# PROBLEM REQUIREMENTS:
Only the pictures are to be left out; the listing itself is repeated exactly.

(INFORMATION GIVEN begins)

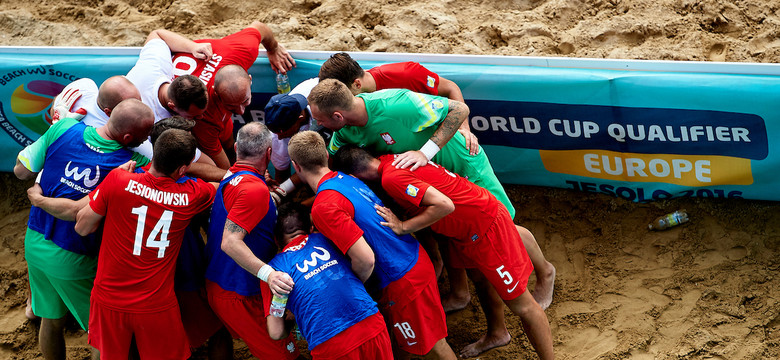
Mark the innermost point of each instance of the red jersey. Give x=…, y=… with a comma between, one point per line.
x=247, y=201
x=332, y=214
x=240, y=49
x=407, y=75
x=475, y=207
x=145, y=222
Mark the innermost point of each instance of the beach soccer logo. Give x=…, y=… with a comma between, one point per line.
x=30, y=103
x=26, y=95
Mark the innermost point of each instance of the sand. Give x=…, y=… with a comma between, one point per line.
x=704, y=290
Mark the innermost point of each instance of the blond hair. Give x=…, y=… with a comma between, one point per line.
x=331, y=95
x=307, y=149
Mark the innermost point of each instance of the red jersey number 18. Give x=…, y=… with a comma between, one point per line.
x=162, y=227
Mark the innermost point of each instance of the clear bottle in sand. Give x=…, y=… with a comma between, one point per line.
x=664, y=222
x=282, y=83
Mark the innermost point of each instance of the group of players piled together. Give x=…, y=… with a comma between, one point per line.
x=149, y=285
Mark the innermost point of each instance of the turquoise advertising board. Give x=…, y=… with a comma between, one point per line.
x=628, y=129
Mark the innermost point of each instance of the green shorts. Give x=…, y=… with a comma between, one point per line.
x=60, y=280
x=52, y=298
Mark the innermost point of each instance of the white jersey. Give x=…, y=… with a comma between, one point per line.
x=279, y=156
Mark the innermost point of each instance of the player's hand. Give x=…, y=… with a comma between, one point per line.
x=202, y=51
x=62, y=106
x=281, y=60
x=35, y=194
x=391, y=220
x=280, y=283
x=129, y=166
x=414, y=158
x=472, y=144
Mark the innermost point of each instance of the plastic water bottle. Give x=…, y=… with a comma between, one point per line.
x=278, y=303
x=282, y=83
x=664, y=222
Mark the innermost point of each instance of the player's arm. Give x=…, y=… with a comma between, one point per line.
x=277, y=327
x=362, y=258
x=281, y=60
x=87, y=221
x=233, y=244
x=61, y=208
x=451, y=90
x=456, y=115
x=206, y=172
x=436, y=206
x=179, y=43
x=22, y=172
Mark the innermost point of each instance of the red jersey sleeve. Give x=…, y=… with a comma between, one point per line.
x=332, y=214
x=240, y=48
x=247, y=203
x=406, y=75
x=403, y=186
x=207, y=134
x=98, y=198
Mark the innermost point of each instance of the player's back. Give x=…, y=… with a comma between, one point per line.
x=475, y=207
x=146, y=218
x=395, y=255
x=327, y=297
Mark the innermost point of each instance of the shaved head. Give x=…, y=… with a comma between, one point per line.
x=233, y=88
x=231, y=80
x=114, y=90
x=131, y=122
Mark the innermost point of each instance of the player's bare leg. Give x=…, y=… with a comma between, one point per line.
x=535, y=324
x=545, y=271
x=52, y=338
x=497, y=334
x=431, y=247
x=28, y=310
x=460, y=295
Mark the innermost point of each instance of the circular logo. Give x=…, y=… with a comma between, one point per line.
x=30, y=103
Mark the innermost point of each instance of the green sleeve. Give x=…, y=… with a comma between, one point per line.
x=34, y=155
x=430, y=110
x=140, y=160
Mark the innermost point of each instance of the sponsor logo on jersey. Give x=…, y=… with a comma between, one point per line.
x=387, y=138
x=411, y=190
x=323, y=255
x=234, y=181
x=77, y=175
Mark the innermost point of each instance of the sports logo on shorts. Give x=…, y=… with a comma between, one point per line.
x=431, y=81
x=387, y=138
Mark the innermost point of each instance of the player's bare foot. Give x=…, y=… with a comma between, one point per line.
x=28, y=310
x=484, y=344
x=545, y=284
x=454, y=302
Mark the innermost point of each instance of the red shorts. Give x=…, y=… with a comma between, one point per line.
x=158, y=335
x=412, y=308
x=367, y=339
x=196, y=315
x=500, y=255
x=244, y=317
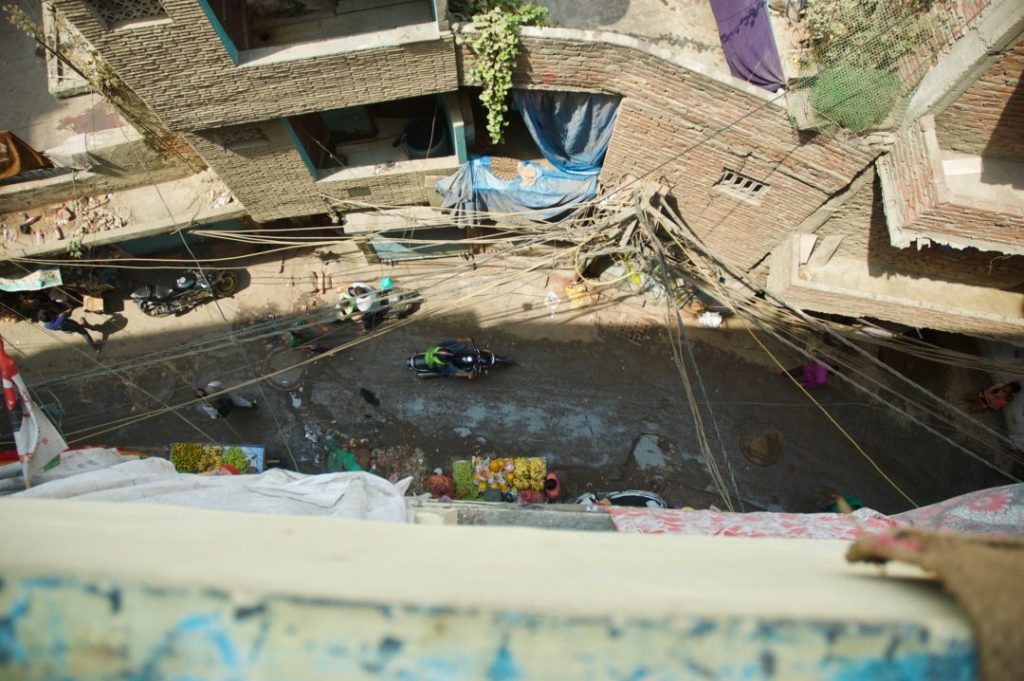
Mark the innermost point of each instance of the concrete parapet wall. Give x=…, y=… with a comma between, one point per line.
x=988, y=119
x=850, y=287
x=272, y=180
x=919, y=204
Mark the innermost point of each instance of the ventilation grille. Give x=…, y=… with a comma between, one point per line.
x=115, y=12
x=236, y=138
x=741, y=186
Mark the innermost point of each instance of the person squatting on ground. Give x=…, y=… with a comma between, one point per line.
x=221, y=406
x=995, y=396
x=62, y=322
x=812, y=375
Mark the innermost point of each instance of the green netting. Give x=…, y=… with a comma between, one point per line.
x=868, y=55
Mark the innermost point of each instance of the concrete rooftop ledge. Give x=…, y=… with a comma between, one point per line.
x=846, y=286
x=417, y=33
x=144, y=211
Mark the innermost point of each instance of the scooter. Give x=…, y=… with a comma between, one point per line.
x=190, y=289
x=461, y=357
x=371, y=305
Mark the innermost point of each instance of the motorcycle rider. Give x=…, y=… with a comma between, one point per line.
x=365, y=304
x=441, y=356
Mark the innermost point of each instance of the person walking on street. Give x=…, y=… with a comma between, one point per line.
x=221, y=406
x=993, y=397
x=62, y=322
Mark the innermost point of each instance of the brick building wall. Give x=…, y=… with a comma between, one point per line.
x=861, y=222
x=988, y=118
x=680, y=123
x=919, y=204
x=180, y=68
x=272, y=181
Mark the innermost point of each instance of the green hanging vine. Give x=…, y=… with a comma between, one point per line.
x=496, y=45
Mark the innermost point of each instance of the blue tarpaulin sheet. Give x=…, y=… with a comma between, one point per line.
x=572, y=131
x=749, y=42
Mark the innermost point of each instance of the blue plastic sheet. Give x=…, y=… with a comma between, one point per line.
x=546, y=197
x=572, y=131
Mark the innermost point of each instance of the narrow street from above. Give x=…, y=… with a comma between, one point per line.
x=594, y=390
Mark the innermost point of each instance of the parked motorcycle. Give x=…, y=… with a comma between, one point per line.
x=189, y=290
x=371, y=305
x=461, y=357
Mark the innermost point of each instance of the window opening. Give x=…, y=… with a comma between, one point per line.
x=740, y=186
x=379, y=134
x=241, y=138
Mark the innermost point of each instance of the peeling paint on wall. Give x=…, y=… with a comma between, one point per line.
x=52, y=628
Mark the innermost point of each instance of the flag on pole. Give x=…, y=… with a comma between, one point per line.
x=37, y=439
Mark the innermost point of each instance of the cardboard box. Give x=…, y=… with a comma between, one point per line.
x=93, y=304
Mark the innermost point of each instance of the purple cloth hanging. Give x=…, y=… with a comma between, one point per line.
x=748, y=42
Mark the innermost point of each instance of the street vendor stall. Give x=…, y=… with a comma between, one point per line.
x=504, y=478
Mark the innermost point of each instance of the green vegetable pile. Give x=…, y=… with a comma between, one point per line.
x=236, y=457
x=189, y=458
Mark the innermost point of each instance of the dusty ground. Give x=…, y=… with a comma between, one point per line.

(INFORMATION GIVEN ends)

# RESPONSE:
Mark the innermost point of each instance of the red jersey. Give x=…, y=… with a comma between, one point per line.
x=247, y=201
x=332, y=214
x=240, y=49
x=407, y=75
x=475, y=207
x=145, y=222
Mark the innermost point of each instance of the beach soccer logo. Give x=…, y=… with a comma between, one point per line.
x=30, y=103
x=26, y=95
Mark the innermost point of each instance of the sand. Give x=…, y=… with a comma between, one point per line.
x=704, y=290
Mark the innermost point of each instance of the blond hair. Give x=…, y=… with a comma between, one point per line.
x=331, y=95
x=307, y=149
Mark the innermost point of each instance of the red jersey number 18. Give x=…, y=… with a comma between, one point per line.
x=162, y=227
Mark the innermost point of each instance of the clear bottle in sand. Give x=…, y=… with a comma between, one point per line.
x=664, y=222
x=282, y=83
Mark the innermost point of each instance of the group of players piled together. Give x=…, y=… with a comma between, one point per line.
x=149, y=285
Mark the innermost point of each instance of the turquoise advertising board. Give x=…, y=… with a comma between, one point per line.
x=628, y=129
Mark the innermost point of each instance of the green shorts. Give x=…, y=… with a comma between, one point per line.
x=60, y=280
x=52, y=298
Mark the innermost point of each instance of the white jersey. Give x=…, y=… with a comma between, one point per line.
x=279, y=156
Mark the innermost point of each instance of the player's hand. Give x=…, y=… with a comma between, one point per line.
x=202, y=51
x=62, y=106
x=281, y=60
x=35, y=194
x=391, y=220
x=280, y=283
x=129, y=166
x=414, y=158
x=472, y=144
Mark the innermost point of each instance of the plastic water bottle. Give x=…, y=… with a comma between, one point per line.
x=278, y=303
x=282, y=83
x=664, y=222
Mark the innermost point of each instance of the player's arm. Give x=…, y=… with a comma between, one point per line.
x=277, y=327
x=362, y=258
x=281, y=60
x=87, y=221
x=233, y=244
x=61, y=208
x=451, y=90
x=456, y=115
x=206, y=172
x=436, y=206
x=179, y=43
x=22, y=172
Mark the innermost point of each instance of the red jersey sleeve. Give x=…, y=… with a comma between, one point per line.
x=332, y=214
x=240, y=48
x=247, y=203
x=406, y=75
x=403, y=186
x=207, y=134
x=98, y=198
Mark the innermost point of each instance of the player's back. Give x=…, y=… with a comma between, one point per line.
x=475, y=207
x=146, y=218
x=395, y=255
x=327, y=297
Mark the innermost point of each instance of the shaved head. Give x=…, y=… with a comma between, one point per line.
x=233, y=88
x=231, y=80
x=114, y=90
x=131, y=122
Mark the innermost point of each instance of the player's bare leg. Give x=…, y=… with a comma between, one point per line.
x=535, y=324
x=545, y=271
x=52, y=338
x=497, y=334
x=431, y=247
x=28, y=310
x=460, y=295
Mark the innermost point of each instance of the circular logo. Give x=…, y=… with a comma between, one point per line.
x=30, y=103
Mark the innermost point of each instance of the green sleeve. Give x=…, y=… with a comma between, one point per line.
x=34, y=155
x=430, y=110
x=140, y=160
Mark the innermost point of each instance of the sponsor logo on jersey. Give x=…, y=… with a comma between, one point per line.
x=387, y=138
x=411, y=190
x=323, y=255
x=234, y=181
x=77, y=175
Mark the innermost point of each instance of the sports logo on shorts. Give x=…, y=… with a comma between, one point per line.
x=431, y=81
x=387, y=138
Mark the innermost point of each instance of the player's bare foot. Give x=…, y=… with a comma between, one point per line.
x=28, y=310
x=484, y=344
x=545, y=284
x=454, y=302
Mark the innermost point of each instance of the red shorts. Give x=…, y=… with a comma between, one point per line.
x=158, y=335
x=412, y=308
x=367, y=339
x=196, y=315
x=500, y=255
x=244, y=317
Mark the innermost point of each instance of the concrete parapet wall. Give x=…, y=… with a comma between, one point per line.
x=988, y=119
x=850, y=287
x=272, y=180
x=919, y=204
Mark the innermost point of each instance of the ventilation grille. Give x=…, y=… with a comma between, one point per line.
x=115, y=12
x=236, y=138
x=741, y=186
Mark the innermost point of each instance of the person squatting on ground. Give x=…, y=… with a comma between, one point per line.
x=221, y=406
x=995, y=396
x=62, y=322
x=812, y=375
Mark the innermost point of each instance of the green netting. Give x=…, y=… with a comma between, one point per line.
x=868, y=55
Mark the innermost point of each instance of the concrete rooftop ledge. Give x=…, y=… with a comma between, one point per line.
x=846, y=286
x=417, y=33
x=144, y=211
Mark the innermost point of each instance of the scooter. Give x=…, y=… with a comma between, one point per line.
x=190, y=289
x=461, y=357
x=371, y=305
Mark the innermost point of each instance of the motorcycle rider. Give x=…, y=… with a comma between, one point per line.
x=365, y=304
x=441, y=356
Mark the innermost point of each instance of the person walking on street. Give x=…, y=… with a comma between, one point per line.
x=221, y=406
x=993, y=397
x=62, y=322
Mark the innermost point of each instance of the brick building wall. Give x=…, y=… with a comma between, one point per line.
x=861, y=222
x=988, y=118
x=680, y=123
x=919, y=204
x=180, y=68
x=272, y=181
Mark the innermost point of each instance of the green hanging vine. Give x=…, y=… with a comma between, one point per line.
x=496, y=45
Mark the innermost point of each instance of the blue tarpaulin sheet. Give x=…, y=… with a comma between, one point per line.
x=572, y=131
x=749, y=42
Mark the innermost point of each instance of the blue plastic sheet. Give x=…, y=… with a comma between, one point per line.
x=546, y=197
x=572, y=131
Mark the innermost point of each instance of the narrow street from above. Give x=…, y=… with a comma between, one point per line.
x=594, y=390
Mark the innermost point of each instance of the parked motorcycle. Give x=…, y=… with a comma between, one point per line.
x=189, y=290
x=371, y=305
x=461, y=357
Mark the innermost point of each instance of the window opening. Give x=…, y=… with a comma between, one point per line.
x=740, y=186
x=379, y=134
x=241, y=138
Mark the innermost point of each instance of the peeling paint on wall. Give x=…, y=… with a comma between, one point per line.
x=52, y=628
Mark the innermost point of each instance of the flag on pole. Give x=…, y=… with a comma between, one point per line.
x=37, y=439
Mark the innermost point of each instance of the cardboard box. Give x=…, y=… with a comma between, one point per line.
x=93, y=304
Mark the innermost point of each instance of the purple cloth hanging. Give x=…, y=… with a comma between, one point per line.
x=748, y=42
Mark the innermost point of each instance of the street vendor stall. Give x=…, y=… with a comma between, one point per line.
x=504, y=478
Mark the innermost point of each instance of the green vegetable pile. Give x=…, y=… with a comma between, one point per line.
x=236, y=457
x=189, y=458
Mark the innermost point of each instance of the dusty ground. Give x=…, y=… with a comma between, one point per line.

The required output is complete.